(Referring expression pointing data)
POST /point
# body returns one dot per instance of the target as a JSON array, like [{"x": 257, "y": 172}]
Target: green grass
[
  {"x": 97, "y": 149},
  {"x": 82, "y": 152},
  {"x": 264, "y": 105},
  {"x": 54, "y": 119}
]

▶ [Task instructions]
Return every record, leaving each line exactly as it was given.

▶ [Answer section]
POST /point
# body returns one dot per instance of the target as a JSON array, like [{"x": 257, "y": 172}]
Target: green grass
[
  {"x": 97, "y": 149},
  {"x": 82, "y": 152},
  {"x": 264, "y": 105},
  {"x": 54, "y": 119}
]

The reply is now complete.